__PROMPT__
Write each entry down again precisely, skipping nothing.

Natural language region descriptions:
════════

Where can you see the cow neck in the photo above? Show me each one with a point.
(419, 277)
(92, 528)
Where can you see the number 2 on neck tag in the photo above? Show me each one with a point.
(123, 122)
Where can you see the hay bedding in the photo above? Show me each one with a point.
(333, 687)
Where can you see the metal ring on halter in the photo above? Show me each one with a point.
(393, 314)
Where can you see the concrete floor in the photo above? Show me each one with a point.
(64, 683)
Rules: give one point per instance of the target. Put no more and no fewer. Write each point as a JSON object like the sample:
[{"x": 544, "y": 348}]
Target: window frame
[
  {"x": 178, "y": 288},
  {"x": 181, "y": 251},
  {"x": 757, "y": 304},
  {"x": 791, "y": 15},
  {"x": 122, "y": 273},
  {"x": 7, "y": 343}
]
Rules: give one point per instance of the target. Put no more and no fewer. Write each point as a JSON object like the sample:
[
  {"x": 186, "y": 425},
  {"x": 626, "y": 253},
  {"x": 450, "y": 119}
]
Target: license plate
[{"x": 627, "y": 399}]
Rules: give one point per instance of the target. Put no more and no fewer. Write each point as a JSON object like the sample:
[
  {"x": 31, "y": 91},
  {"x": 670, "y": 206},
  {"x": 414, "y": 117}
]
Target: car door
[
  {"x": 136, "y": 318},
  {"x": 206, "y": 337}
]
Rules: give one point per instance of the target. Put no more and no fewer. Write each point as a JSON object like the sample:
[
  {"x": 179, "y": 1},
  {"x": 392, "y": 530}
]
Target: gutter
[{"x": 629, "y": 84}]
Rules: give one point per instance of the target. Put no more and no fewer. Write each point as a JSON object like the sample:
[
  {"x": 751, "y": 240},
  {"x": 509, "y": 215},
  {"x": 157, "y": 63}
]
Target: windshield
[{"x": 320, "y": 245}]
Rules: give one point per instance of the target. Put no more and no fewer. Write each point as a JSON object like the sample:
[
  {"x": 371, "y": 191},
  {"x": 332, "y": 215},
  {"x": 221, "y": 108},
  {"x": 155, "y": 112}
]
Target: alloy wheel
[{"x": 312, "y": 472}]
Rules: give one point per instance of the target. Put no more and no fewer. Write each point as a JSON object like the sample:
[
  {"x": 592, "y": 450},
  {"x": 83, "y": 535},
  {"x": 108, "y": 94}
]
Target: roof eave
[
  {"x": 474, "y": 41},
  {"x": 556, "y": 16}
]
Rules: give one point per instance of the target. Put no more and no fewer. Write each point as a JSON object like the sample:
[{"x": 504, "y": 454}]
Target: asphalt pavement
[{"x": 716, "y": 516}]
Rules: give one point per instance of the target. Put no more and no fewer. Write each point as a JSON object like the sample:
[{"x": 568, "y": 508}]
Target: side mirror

════════

__WRITTEN ANSWER__
Where can you see the cow neck in the photo above? Show me each one with a point.
(419, 277)
(92, 528)
Where can you see the number 2 on neck tag in the photo above? Show me each one with a point.
(123, 122)
Where can you see the hay bedding in the photo above? Show me each one with a point.
(333, 687)
Where can you see the metal ring on halter in the photo above? Show me each one with a point.
(393, 314)
Where can you see the concrete floor in the photo above? Show me each one with a point.
(64, 683)
Rules: give one point per instance of the target. Put no more and no fewer. Write each point as a JSON object like the sample:
[{"x": 544, "y": 348}]
Target: window frame
[
  {"x": 178, "y": 288},
  {"x": 181, "y": 251},
  {"x": 757, "y": 304},
  {"x": 791, "y": 15},
  {"x": 122, "y": 273},
  {"x": 7, "y": 343}
]
Rules: give one point per instance of the target. Put no more and no fewer. Write each point as a JSON object like the sample:
[
  {"x": 186, "y": 425},
  {"x": 626, "y": 253},
  {"x": 450, "y": 119}
]
Target: license plate
[{"x": 627, "y": 399}]
Rules: give one point per instance of the target. Put no more and no fewer. Write each point as a JSON object like the sample:
[
  {"x": 31, "y": 91},
  {"x": 670, "y": 206},
  {"x": 414, "y": 117}
]
Target: car door
[
  {"x": 136, "y": 318},
  {"x": 206, "y": 337}
]
Rules: give one point per instance of the target. Put no more and no fewer. Write each point as a JSON object like the sample:
[
  {"x": 179, "y": 1},
  {"x": 392, "y": 530}
]
Target: gutter
[{"x": 629, "y": 84}]
Rules: give one point per instance of the target. Put no more and no fewer. Write each point as a JSON object like the sample:
[
  {"x": 751, "y": 240},
  {"x": 509, "y": 215},
  {"x": 157, "y": 63}
]
Target: windshield
[{"x": 320, "y": 245}]
Rules: give one point per instance of the target. Put no more and no fewer. Write each point as a JSON object like the sample:
[
  {"x": 371, "y": 191},
  {"x": 332, "y": 215},
  {"x": 221, "y": 108},
  {"x": 155, "y": 112}
]
Target: alloy wheel
[{"x": 312, "y": 472}]
Rules: give one point per instance of the target. Put no more and no fewer. Write each point as a JSON object like the sample:
[
  {"x": 592, "y": 450},
  {"x": 83, "y": 535},
  {"x": 108, "y": 94}
]
Target: roof eave
[
  {"x": 474, "y": 41},
  {"x": 556, "y": 16}
]
Rules: give one point per instance of the target. Put no more and no fewer. Write each point as a JSON object like the sample:
[{"x": 504, "y": 454}]
Target: asphalt pavement
[{"x": 716, "y": 516}]
Rules: give one point per instance of the target. Put no more and no fewer. Write each point as a JSON object like the sample:
[{"x": 568, "y": 508}]
Target: side mirror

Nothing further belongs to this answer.